#### [About this task]
A single number is the whole answer: how many lines in this listing contain "chain".

- - - - - - -

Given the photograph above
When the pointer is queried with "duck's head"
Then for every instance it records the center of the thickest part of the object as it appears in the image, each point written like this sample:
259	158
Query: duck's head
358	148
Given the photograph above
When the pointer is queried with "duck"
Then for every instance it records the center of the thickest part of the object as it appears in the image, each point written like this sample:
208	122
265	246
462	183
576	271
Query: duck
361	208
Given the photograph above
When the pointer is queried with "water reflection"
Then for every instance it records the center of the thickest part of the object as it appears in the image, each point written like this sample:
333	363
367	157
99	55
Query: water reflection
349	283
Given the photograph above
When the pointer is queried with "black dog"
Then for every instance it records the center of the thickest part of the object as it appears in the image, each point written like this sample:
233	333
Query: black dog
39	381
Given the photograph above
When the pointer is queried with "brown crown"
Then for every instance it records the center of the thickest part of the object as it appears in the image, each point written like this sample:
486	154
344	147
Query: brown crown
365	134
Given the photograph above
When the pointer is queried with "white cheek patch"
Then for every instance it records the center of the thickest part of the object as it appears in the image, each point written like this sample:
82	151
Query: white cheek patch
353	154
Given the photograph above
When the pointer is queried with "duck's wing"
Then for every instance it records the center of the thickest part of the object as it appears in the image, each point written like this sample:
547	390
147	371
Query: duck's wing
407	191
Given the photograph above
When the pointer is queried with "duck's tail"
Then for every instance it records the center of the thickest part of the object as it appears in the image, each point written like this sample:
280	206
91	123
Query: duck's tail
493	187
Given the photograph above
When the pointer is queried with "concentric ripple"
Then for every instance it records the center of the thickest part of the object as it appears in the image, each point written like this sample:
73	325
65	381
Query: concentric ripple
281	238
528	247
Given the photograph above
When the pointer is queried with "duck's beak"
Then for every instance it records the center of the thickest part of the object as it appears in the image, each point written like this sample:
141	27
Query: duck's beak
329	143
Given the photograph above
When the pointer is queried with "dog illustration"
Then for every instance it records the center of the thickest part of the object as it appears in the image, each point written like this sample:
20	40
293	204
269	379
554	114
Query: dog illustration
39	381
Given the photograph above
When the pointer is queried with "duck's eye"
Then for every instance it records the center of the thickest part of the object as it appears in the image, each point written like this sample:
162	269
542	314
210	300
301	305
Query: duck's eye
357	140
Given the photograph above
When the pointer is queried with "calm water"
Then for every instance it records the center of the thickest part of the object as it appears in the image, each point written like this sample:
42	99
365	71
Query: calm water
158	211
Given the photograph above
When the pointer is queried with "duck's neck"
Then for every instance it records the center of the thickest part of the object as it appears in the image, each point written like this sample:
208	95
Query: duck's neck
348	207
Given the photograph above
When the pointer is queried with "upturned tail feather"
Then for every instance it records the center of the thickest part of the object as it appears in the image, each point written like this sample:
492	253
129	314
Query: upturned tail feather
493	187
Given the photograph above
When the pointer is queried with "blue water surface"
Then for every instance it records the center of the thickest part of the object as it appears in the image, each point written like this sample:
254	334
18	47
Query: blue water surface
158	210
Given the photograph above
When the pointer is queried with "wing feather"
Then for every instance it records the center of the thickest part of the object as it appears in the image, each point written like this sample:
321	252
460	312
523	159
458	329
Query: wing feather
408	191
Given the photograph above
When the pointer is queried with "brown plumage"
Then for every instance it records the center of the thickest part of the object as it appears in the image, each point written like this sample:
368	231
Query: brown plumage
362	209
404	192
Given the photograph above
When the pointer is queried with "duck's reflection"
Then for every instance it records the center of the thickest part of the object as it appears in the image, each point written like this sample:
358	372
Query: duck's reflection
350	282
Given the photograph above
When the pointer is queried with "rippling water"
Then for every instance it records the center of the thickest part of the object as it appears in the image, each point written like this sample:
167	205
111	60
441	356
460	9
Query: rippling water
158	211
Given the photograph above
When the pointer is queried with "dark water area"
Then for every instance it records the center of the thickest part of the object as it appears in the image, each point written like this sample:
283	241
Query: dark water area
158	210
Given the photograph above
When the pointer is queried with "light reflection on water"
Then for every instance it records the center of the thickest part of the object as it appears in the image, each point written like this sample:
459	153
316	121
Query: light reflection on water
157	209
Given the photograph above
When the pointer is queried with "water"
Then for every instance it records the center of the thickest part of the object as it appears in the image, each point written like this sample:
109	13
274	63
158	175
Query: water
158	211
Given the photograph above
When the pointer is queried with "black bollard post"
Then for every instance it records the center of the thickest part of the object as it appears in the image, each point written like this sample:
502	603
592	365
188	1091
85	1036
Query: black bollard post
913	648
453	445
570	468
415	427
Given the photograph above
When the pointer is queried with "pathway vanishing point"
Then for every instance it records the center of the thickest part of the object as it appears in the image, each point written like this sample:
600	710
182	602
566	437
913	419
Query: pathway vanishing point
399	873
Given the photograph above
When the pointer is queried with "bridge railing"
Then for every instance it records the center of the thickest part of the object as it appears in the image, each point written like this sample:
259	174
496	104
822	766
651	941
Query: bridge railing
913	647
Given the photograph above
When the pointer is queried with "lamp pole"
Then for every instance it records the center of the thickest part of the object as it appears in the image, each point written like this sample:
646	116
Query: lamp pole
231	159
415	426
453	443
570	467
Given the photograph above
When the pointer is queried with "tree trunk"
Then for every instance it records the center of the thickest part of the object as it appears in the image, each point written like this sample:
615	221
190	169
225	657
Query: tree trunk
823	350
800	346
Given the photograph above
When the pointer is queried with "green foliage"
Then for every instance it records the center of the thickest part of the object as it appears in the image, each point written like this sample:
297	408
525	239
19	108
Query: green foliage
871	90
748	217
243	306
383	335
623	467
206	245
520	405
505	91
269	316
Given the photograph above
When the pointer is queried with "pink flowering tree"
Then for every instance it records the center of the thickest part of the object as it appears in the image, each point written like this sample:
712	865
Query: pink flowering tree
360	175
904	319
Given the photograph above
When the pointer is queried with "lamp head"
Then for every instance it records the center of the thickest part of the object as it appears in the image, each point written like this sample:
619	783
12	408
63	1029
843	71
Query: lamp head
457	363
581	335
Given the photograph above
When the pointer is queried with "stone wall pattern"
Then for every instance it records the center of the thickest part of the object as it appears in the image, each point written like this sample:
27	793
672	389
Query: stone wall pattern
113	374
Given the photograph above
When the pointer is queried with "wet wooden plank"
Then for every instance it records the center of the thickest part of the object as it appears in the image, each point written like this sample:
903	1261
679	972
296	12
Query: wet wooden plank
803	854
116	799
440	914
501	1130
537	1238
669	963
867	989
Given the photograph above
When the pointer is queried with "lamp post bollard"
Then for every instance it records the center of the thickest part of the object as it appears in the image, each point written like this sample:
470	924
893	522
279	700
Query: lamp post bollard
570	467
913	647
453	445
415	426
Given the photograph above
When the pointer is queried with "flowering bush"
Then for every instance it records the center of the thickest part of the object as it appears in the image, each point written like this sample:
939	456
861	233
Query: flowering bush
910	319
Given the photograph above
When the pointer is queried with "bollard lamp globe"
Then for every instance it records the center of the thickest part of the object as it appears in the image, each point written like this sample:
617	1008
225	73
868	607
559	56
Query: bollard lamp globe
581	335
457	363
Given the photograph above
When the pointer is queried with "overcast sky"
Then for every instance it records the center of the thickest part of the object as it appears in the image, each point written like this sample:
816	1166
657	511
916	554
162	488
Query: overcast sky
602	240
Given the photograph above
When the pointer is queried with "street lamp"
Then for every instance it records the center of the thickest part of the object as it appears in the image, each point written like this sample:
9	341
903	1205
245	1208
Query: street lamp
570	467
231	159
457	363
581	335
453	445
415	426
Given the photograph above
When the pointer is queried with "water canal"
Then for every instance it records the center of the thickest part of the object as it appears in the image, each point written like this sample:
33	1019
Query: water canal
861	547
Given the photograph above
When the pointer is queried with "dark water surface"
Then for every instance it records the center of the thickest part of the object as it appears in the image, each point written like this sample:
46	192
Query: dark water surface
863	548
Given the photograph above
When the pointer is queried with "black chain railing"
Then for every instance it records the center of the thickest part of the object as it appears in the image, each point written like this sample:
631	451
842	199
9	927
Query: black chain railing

- - - - - - -

#### [Reply to the exercise]
2